● **Text excerpt**
Applying to the facts of this case the definition of "customer" as set forth in Abbar, I find that respondent was not a customer of LekUS and therefore, LekUS cannot be compelled to arbitrate. Initially, as in Abbar, there is no dispute that respondent did not have an account with LekUS. Respondent opened and maintained an account only with LekUK. Further, as in Abbar, [*5]there is no evidence that respondent purchased goods or services from LekUS, either directly or indirectly. Rather, the record indicates that the deposit and liquidation services performed by LekUS were performed on behalf, and at the behest, of LekUK and that LekUS was compensated for its services only by LekUK pursuant to the BSA. There is no evidence that respondent paid any fees directly to LekUS for the services it provided. There is also no evidence that any of the fees paid by LekUK to LekUS in exchange for providing its services were paid by respondent. Indeed, the record establishes that the fees paid to LekUS by LekUK were paid irrespective of whether the services were used, who used such services or LekUS's trading volume. Further, as the Court held in Abbar, the fact that LekUS and its personnel provided services for respondent at the request of LekUK is not evidence that respondent purchased such services from LekUS.

● **Directives**
• 1. In the court opinion excerpt, condense the paragraph beginning "Applying to the facts of this case" into a short bulleted list that keeps its main facts.
• 2. Decide whether each statement agrees with the court opinion excerpt. Answer yes or no, and quote the words from the excerpt that decide it.
(a) Respondent held an account with LekUK.
(b) The fees LekUK paid to LekUS depended on how much the services were used.
(c) The court concludes that LekUS can be compelled to arbitrate.
• 3. Write a next paragraph that continues the court opinion excerpt after its final sentence.

● **Data block**

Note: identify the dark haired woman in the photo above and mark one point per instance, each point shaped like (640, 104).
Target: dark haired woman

● **Outputs by task**
• 1.
- Under the definition of "customer" in Abbar, respondent was not a customer of LekUS, so LekUS cannot be compelled to arbitrate.
- Respondent had no account with LekUS; its only account was with LekUK.
- There is no evidence that respondent bought goods or services from LekUS, directly or indirectly.
- LekUS performed its deposit and liquidation services on behalf of LekUK, at LekUK's request, and only LekUK paid LekUS for them, under the BSA.
- There is no evidence that respondent paid LekUS any fees directly or funded any of the fees LekUK paid to LekUS.
- LekUK paid those fees regardless of whether the services were used, who used them, or LekUS's trading volume.
- As held in Abbar, LekUS providing services for respondent at LekUK's request does not show that respondent bought those services from LekUS.

• 2.
(a) Yes: "Respondent opened and maintained an account only with LekUK."
(b) No: "the fees paid to LekUS by LekUK were paid irrespective of whether the services were used, who used such services or LekUS's trading volume."
(c) No: "LekUS cannot be compelled to arbitrate."

• 3.
Respondent is seeking to compel LekUS to arbitrate merely to avoid the jurisdictional requirements of his customer agreement with LekUK that he litigate his disputes in England and Wales. Respondent commenced the arbitration at issue solely to challenge the freezing of his securities account. However, it was LekUK, and not LekUS, which froze respondent's account.
Respondent's assertion that the questionnaire/shareholder agreements he entered into with LekUS are evidence that he purchased services from LekUS, thereby making him a "customer" under the FINRA Code, is unavailing. Before selling unregistered shares for LekUK, LekUS had to conduct a searching inquiry to determine if the shares could be sold pursuant to a valid exemption from registration. To accomplish that goal, LekUS asked respondent to fill out and sign the questionnaire/shareholder agreements, which respondent filled out and signed and returned to LekUK, which, in turn, forwarded the signed questionnaire/shareholder agreements to LekUS. However, the questionnaire/shareholder agreements do not include any terms of purchase of any goods or services and they do not state that respondent is purchasing any goods or services. The agreements provide that "in consideration of [LekUS] accepting this Deposit Securities Request," respondent would, inter alia, indemnify LekUS from any loss or claim arising out of respondent's representations in the questionnaire, the deposit process or the subsequent sale of securities. Notably, LekUS has not asserted any indemnification claim against respondent based on the language in the questionnaire/shareholder agreements. Rather, LekUS only asserted indemnification claims against LekUK arising from the BSA between LekUS and LekUK, to which respondent is not a party.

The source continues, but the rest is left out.